Exercise instructions — Copy the passage on the reporting persons below word for word, in its entirety.
## BEGIN Document excerpt
The Reporting Persons
Alfa Telecom Turkey Limited (“Alfa Telecom Turkey”) is a British Virgin Islands company, with its principal address at Geneva Place, Waterfront Drive, P.O. Box 3469, Road Town, Tortola, British Virgin Islands. The principal business of Alfa Telecom Turkey is to function as a holding company. Alfa Telecom Turkey is the holder of 49% of the total outstanding shares in Cukurova Telecom Holdings Limited (“Cukurova Telecom Holdings”), a British Virgin Islands Company, which in turn is the holder of 52.91% of the total outstanding shares in Turkcell Holding A.S. (“Turkcell Holding”), a Turkish company, and, as a result of which, and as a result of the terms of the Shareholders Agreement (as defined, and as further described, in Items 5 and 6 of the Existing Statement), Alfa Telecom Turkey may be deemed to be a beneficial owner of the Shares held by Turkcell Holding. Current information concerning the identity and background of the directors and officers of Alfa Telecom Turkey is set forth in Annex A hereto, which is incorporated by reference in response to this Item 2.
 
Alfa Finance Holdings S.A. (“Alfa Finance”) is a British Virgin Islands limited liability company with its principal address at Trident Chambers, P.O. Box 146, Road Town, Tortola, British Virgin Islands. The principal business of Alfa Finance is to function as a holding company. Alfa Finance is the holder of 37.8% of the shares of Alfa Telecom Turkey.  Current information concerning the identity and background of the directors and officers of Alfa Finance is set forth in Annex A hereto, which is incorporated by reference in response to this Item 2.
## END Document excerpt
## BEGIN Records shown
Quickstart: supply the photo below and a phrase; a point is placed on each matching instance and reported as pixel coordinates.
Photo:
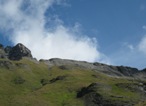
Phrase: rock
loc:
(6, 64)
(19, 51)
(57, 78)
(8, 49)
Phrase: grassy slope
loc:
(59, 93)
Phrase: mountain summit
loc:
(15, 53)
(19, 51)
(62, 82)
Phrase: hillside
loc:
(58, 82)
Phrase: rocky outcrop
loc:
(19, 51)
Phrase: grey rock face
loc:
(19, 51)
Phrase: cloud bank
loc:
(142, 45)
(25, 22)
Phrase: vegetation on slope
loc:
(31, 83)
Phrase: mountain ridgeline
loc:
(61, 82)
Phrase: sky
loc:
(107, 31)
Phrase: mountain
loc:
(60, 82)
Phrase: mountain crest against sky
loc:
(51, 80)
(19, 51)
(16, 52)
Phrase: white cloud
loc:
(26, 20)
(142, 45)
(144, 27)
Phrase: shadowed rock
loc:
(19, 51)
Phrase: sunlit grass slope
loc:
(32, 83)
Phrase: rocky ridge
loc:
(19, 51)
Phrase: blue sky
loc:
(109, 31)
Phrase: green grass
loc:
(60, 93)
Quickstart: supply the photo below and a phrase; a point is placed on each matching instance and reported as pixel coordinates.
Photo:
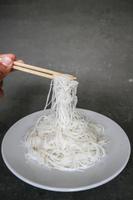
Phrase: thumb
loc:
(6, 61)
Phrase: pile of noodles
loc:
(63, 138)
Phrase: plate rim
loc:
(63, 189)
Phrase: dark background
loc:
(91, 39)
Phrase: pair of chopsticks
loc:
(37, 70)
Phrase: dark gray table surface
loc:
(91, 39)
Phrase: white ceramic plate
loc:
(118, 152)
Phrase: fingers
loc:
(6, 63)
(12, 56)
(21, 61)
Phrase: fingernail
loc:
(6, 61)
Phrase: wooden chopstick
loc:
(39, 69)
(33, 72)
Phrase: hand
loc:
(6, 63)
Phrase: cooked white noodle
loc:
(63, 138)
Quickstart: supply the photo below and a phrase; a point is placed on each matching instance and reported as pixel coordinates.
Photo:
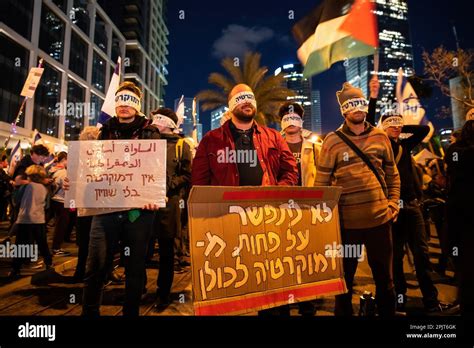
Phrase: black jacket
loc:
(178, 170)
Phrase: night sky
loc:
(213, 29)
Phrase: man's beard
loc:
(243, 117)
(356, 120)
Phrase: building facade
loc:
(188, 123)
(143, 25)
(294, 80)
(79, 43)
(316, 112)
(395, 51)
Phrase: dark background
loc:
(214, 28)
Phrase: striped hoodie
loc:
(363, 203)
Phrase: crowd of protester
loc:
(389, 202)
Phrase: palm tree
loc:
(269, 91)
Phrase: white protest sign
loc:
(116, 174)
(32, 82)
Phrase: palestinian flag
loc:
(334, 31)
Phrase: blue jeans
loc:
(105, 231)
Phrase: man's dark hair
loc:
(166, 112)
(62, 155)
(291, 107)
(40, 150)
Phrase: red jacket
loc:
(277, 161)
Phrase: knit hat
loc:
(165, 117)
(351, 98)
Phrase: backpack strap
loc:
(364, 158)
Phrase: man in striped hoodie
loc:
(368, 204)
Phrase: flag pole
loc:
(195, 138)
(376, 61)
(18, 115)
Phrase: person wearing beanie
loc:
(305, 149)
(167, 226)
(369, 202)
(409, 228)
(266, 159)
(132, 227)
(301, 142)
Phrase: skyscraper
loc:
(188, 123)
(294, 80)
(143, 25)
(316, 112)
(395, 51)
(79, 44)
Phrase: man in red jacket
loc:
(241, 152)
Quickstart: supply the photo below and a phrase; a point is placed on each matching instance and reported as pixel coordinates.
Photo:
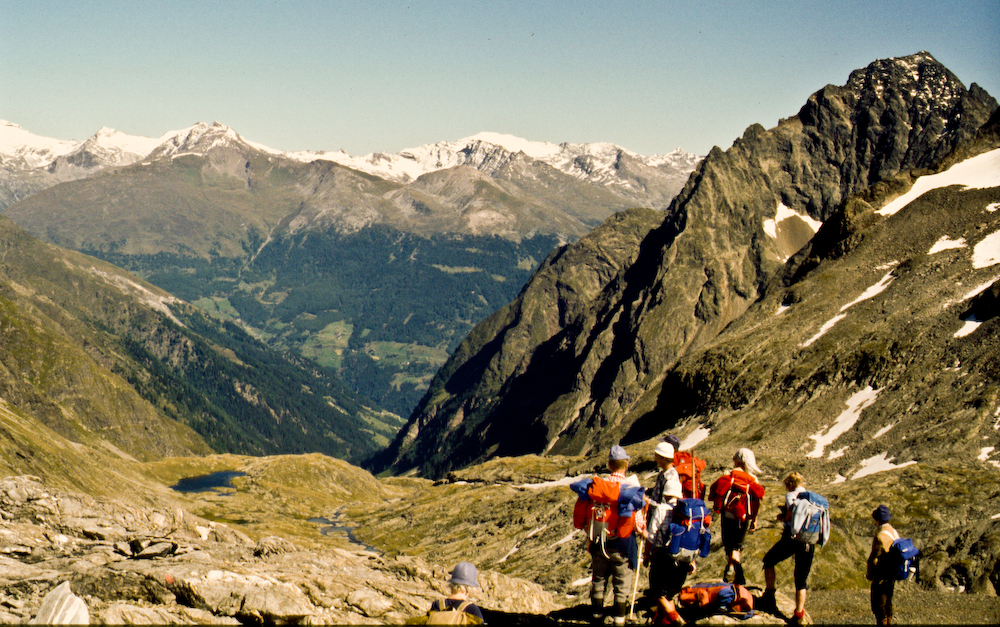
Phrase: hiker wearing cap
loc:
(463, 577)
(879, 568)
(737, 497)
(666, 575)
(611, 560)
(786, 547)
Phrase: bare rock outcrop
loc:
(128, 564)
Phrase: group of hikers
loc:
(667, 528)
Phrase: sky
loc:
(384, 76)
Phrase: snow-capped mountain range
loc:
(597, 162)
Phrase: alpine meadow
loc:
(379, 367)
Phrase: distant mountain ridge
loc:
(333, 261)
(596, 163)
(583, 354)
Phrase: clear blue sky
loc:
(383, 76)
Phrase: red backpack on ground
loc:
(690, 469)
(717, 597)
(737, 495)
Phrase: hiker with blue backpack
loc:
(676, 533)
(806, 521)
(892, 559)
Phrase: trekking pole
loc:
(635, 583)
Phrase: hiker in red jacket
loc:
(737, 497)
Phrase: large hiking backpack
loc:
(811, 518)
(717, 597)
(606, 509)
(737, 495)
(689, 534)
(904, 559)
(451, 616)
(690, 471)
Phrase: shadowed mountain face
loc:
(585, 350)
(339, 264)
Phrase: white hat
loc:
(747, 458)
(665, 450)
(673, 488)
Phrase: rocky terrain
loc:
(312, 540)
(135, 565)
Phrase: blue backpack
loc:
(904, 559)
(689, 534)
(811, 518)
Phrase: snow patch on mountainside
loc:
(979, 172)
(855, 405)
(879, 463)
(987, 252)
(35, 150)
(153, 300)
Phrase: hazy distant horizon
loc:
(382, 77)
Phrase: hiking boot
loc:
(766, 603)
(621, 610)
(738, 577)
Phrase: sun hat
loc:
(673, 488)
(748, 459)
(665, 450)
(882, 514)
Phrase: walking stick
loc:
(635, 583)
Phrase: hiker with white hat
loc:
(444, 611)
(737, 497)
(666, 575)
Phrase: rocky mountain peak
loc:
(578, 383)
(200, 139)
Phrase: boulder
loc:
(62, 607)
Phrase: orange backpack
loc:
(599, 516)
(690, 470)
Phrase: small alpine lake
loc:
(209, 482)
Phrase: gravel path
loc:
(911, 606)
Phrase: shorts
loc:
(734, 533)
(666, 575)
(787, 547)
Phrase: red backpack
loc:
(690, 469)
(737, 495)
(599, 516)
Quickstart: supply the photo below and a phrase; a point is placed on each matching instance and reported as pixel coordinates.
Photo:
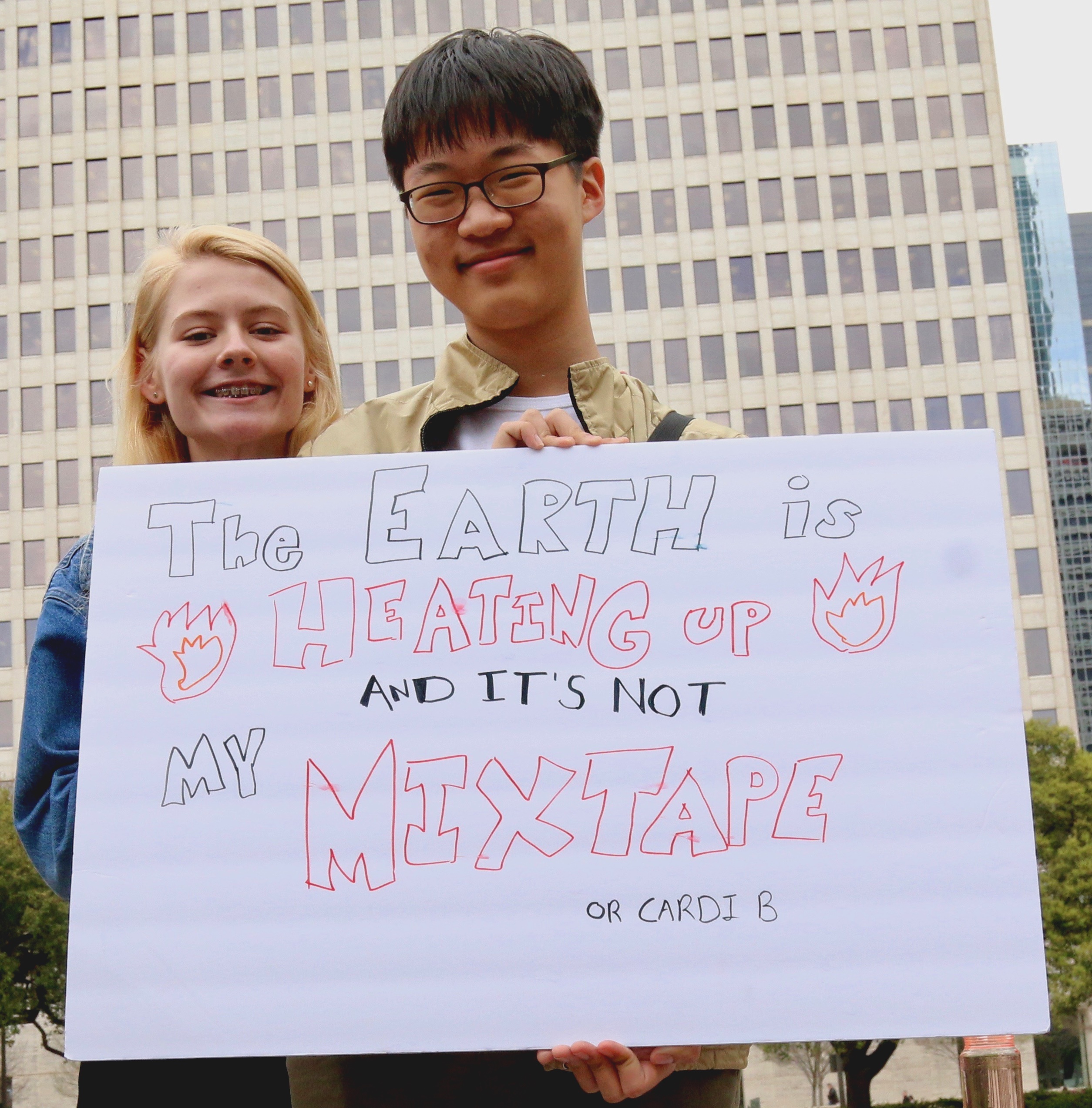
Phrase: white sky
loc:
(1045, 57)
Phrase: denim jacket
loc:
(49, 747)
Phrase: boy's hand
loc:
(554, 429)
(615, 1071)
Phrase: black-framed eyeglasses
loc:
(512, 186)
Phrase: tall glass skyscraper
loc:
(1065, 396)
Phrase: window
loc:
(345, 236)
(932, 45)
(940, 117)
(902, 415)
(1019, 489)
(842, 198)
(61, 113)
(94, 38)
(652, 67)
(806, 190)
(800, 125)
(273, 168)
(886, 269)
(201, 174)
(975, 119)
(1029, 576)
(239, 171)
(861, 51)
(872, 128)
(957, 264)
(129, 37)
(700, 206)
(792, 54)
(758, 54)
(729, 137)
(371, 88)
(617, 62)
(299, 24)
(829, 418)
(966, 44)
(1001, 340)
(859, 348)
(756, 425)
(635, 294)
(814, 264)
(905, 119)
(302, 94)
(741, 272)
(657, 137)
(676, 361)
(694, 135)
(792, 419)
(720, 57)
(880, 201)
(850, 273)
(749, 353)
(166, 110)
(931, 350)
(913, 185)
(64, 189)
(827, 51)
(766, 128)
(779, 279)
(307, 167)
(99, 326)
(707, 284)
(380, 237)
(736, 214)
(598, 290)
(1011, 414)
(310, 239)
(201, 102)
(232, 29)
(1037, 652)
(771, 203)
(993, 254)
(922, 275)
(965, 333)
(198, 33)
(896, 48)
(786, 357)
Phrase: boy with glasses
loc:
(493, 140)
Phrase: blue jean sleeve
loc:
(49, 748)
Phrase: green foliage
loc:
(34, 936)
(1062, 798)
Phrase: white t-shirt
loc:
(478, 430)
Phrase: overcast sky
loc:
(1045, 57)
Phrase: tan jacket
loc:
(608, 403)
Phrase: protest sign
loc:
(695, 743)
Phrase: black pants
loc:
(185, 1083)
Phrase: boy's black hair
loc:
(489, 81)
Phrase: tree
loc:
(34, 933)
(812, 1060)
(1062, 800)
(861, 1062)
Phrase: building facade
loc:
(811, 229)
(1065, 396)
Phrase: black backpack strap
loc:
(670, 428)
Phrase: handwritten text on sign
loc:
(441, 725)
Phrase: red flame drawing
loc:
(859, 612)
(193, 652)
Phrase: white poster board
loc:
(697, 743)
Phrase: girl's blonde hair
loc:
(145, 431)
## END Records shown
Reply —
The Reporting Persons
Alfa Telecom Turkey Limited (“Alfa Telecom Turkey”) is a British Virgin Islands company, with its principal address at Geneva Place, Waterfront Drive, P.O. Box 3469, Road Town, Tortola, British Virgin Islands. The principal business of Alfa Telecom Turkey is to function as a holding company. Alfa Telecom Turkey is the holder of 49% of the total outstanding shares in Cukurova Telecom Holdings Limited (“Cukurova Telecom Holdings”), a British Virgin Islands Company, which in turn is the holder of 52.91% of the total outstanding shares in Turkcell Holding A.S. (“Turkcell Holding”), a Turkish company, and, as a result of which, and as a result of the terms of the Shareholders Agreement (as defined, and as further described, in Items 5 and 6 of the Existing Statement), Alfa Telecom Turkey may be deemed to be a beneficial owner of the Shares held by Turkcell Holding. Current information concerning the identity and background of the directors and officers of Alfa Telecom Turkey is set forth in Annex A hereto, which is incorporated by reference in response to this Item 2.
 
Alfa Finance Holdings S.A. (“Alfa Finance”) is a British Virgin Islands limited liability company with its principal address at Trident Chambers, P.O. Box 146, Road Town, Tortola, British Virgin Islands. The principal business of Alfa Finance is to function as a holding company. Alfa Finance is the holder of 37.8% of the shares of Alfa Telecom Turkey.  Current information concerning the identity and background of the directors and officers of Alfa Finance is set forth in Annex A hereto, which is incorporated by reference in response to this Item 2.